[Brano estratto]
<<<<

Israele: Con la proclamazione dello Stato di Israele (14 maggio 1948), dopo che gli inglesi ebbero lasciato la Palestina, si realizzò l’obiettivo del sionismo politico (sionismo: movimento politico per la ricostituzione di uno stato ebraico, fondato alla fine dell’800 dal giornalista ebreo ungherese Theodor Herzl che elaborò la convinzione che l’antisemitismo fosse una costante non solo dei Paesi privi di emancipazione, ma di tutti i paesi in cui viveva una minoranza ebraica: di qui l’idea che gli ebrei sparsi nella diaspora dovevano ricostituirsi come una nazione. Con il tempo si pensò alla Palestina).
La creazione dello stato. Lo stato ebraico, immediatamente riconosciuto da Usa e Urss, superò con successo la prima guerra arabo-israeliana (1948-1949), al termine della quale si trovò in possesso di un’area superiore a quella prevista dal piano di spartizione dell’Onu (ma inferiore a quella rivendicata nel promemoria presentato dall’Organizzazione sionista mondiale alla conferenza della pace di Versailles nel 1919, comprendente, oltre a tutta la Palestina, anche il Libano meridionale con Tiro, Sidone e il corso meridionale del Litani, le sorgenti del Giordano sul monte Hermon e la sua valle fino alla periferia di Amman, nonché il territorio egiziano a est della linea congiungente el-Arish a Sharm esh-Sheikh nel Sinai).
Il governo provvisorio guidato da D. Ben Gurion costituì l’organo esecutivo del nuovo stato.

>>>>

[Materiale fornito]
<<<<

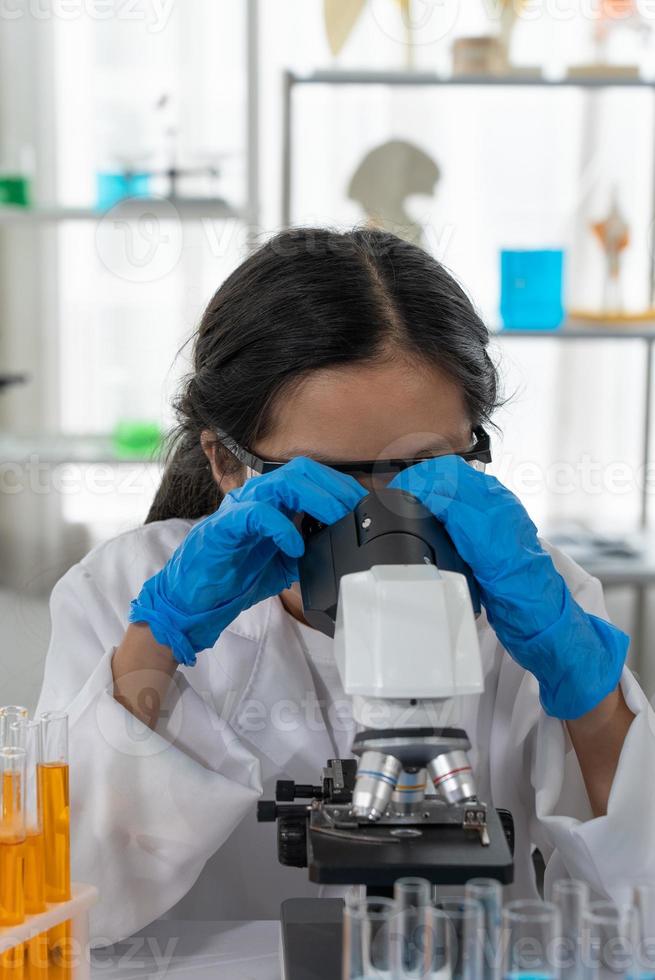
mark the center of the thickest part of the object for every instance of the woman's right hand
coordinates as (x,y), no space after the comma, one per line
(243,553)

>>>>

[Obiettivo dichiarato A]
Rispondi a queste domande sul brano su Israele:
(i) Chi fondò il sionismo, e in quale periodo?
(ii) Quali stati riconobbero subito lo stato ebraico?
(iii) Chi guidava il governo provvisorio del nuovo stato?
[Obiettivo dichiarato B]
Scrivi il seguito del brano su Israele, a partire dalla frase sul governo provvisorio guidato da D. Ben Gurion.

[Risposta A]
(i) Il giornalista ebreo ungherese Theodor Herzl, alla fine dell'Ottocento.
(ii) Gli Usa e l'Urss.
(iii) D. Ben Gurion.

[Risposta B]
Nel gennaio 1949 si svolsero le prime elezioni che elessero Chaim Weizmann capo dello stato; prima preoccupazione del governo fu l’abolizione di qualsiasi ostacolo all’immigrazione che venne incoraggiata da due leggi fondamentali (1950 e 1952).
La prima (Legge del ritorno) riconosceva d’ufficio la cittadinanza a qualsiasi ebreo arrivato in Israele, mentre la seconda introdusse criteri restrittivi per la concessione della cittadinanza agli immigrati non ebrei. Grazie a questi provvedimenti la popolazione ebraica di Israele raddoppiò nel giro di tre anni; per il suo assorbimento vennero utilizzati anche i 300 mila ettari circa di terre “abbandonate” dagli 800 mila palestinesi arabi costretti all’esodo, che furono incamerate dal Fondo nazionale ebraico. I rapporti con i paesi arabi (formalmente regolati da una serie di armistizi conclusi nel 1949) restarono tesi e furono caratterizzati dal susseguirsi di operazioni di guerriglia e di rappresaglie israeliane.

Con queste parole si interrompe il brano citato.